[Point localization data]

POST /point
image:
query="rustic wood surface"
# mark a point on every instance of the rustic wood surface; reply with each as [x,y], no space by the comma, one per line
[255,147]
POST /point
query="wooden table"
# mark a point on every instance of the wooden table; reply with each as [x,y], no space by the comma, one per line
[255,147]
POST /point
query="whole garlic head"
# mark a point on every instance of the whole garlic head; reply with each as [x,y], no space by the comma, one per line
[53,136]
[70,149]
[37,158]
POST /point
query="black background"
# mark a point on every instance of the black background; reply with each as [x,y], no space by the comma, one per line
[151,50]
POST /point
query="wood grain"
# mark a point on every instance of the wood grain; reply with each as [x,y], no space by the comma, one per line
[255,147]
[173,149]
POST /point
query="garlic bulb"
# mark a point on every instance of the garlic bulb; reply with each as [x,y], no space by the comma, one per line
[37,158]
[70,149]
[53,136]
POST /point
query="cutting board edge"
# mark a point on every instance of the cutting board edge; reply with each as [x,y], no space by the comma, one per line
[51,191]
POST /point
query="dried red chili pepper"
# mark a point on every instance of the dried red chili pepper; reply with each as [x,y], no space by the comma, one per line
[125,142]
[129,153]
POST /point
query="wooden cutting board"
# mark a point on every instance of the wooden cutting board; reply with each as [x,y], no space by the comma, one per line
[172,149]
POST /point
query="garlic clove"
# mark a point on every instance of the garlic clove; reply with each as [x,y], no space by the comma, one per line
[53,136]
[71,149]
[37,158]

▸ Work item
Your answer should consist of every record, printed exactly as given.

▸ Result of the exercise
POST /point
image:
query="rustic wood surface"
# mark a point on every instance of the rustic wood surface; reply with each as [x,y], no space by the comma, one per line
[255,147]
POST /point
query="wooden table"
# mark a point on every instance of the wooden table; reply with each as [x,y], no space by the comma, one per line
[255,147]
POST /point
query="whole garlic head"
# mark a point on every instance of the whole garlic head; reply with each as [x,y], no space by the comma, one per line
[53,136]
[70,149]
[37,158]
POST /point
query="black background"
# mark a point on every instance of the black background; reply with each as [x,y], no space by the comma, one per line
[151,50]
POST /point
query="wood grain"
# mark a point on every instance of the wood grain; reply with each as [x,y], no space by the comma, one per line
[255,147]
[173,149]
POST /point
query="garlic bulb"
# mark a point on every instance of the garlic bulb; reply with each as [x,y], no space by the comma, one per line
[37,158]
[70,149]
[53,136]
POST /point
query="cutting board edge"
# mark a point on every instance of the cutting board edge; reply with each as [x,y], no space by the comma, one per line
[51,191]
POST /point
query="dried red chili pepper"
# mark a point on every instance of the dried red chili pepper; reply with each as [x,y], no space by the comma, one per line
[125,142]
[129,153]
POST /point
query="wooden cutting board"
# mark a point on every instance of the wooden cutting board; reply with each as [x,y], no space by the comma, one per line
[172,149]
POST /point
query="garlic clove"
# mark a point on every instance of the garlic clove; reply with each as [x,y], no space by the comma, one per line
[53,136]
[71,149]
[37,158]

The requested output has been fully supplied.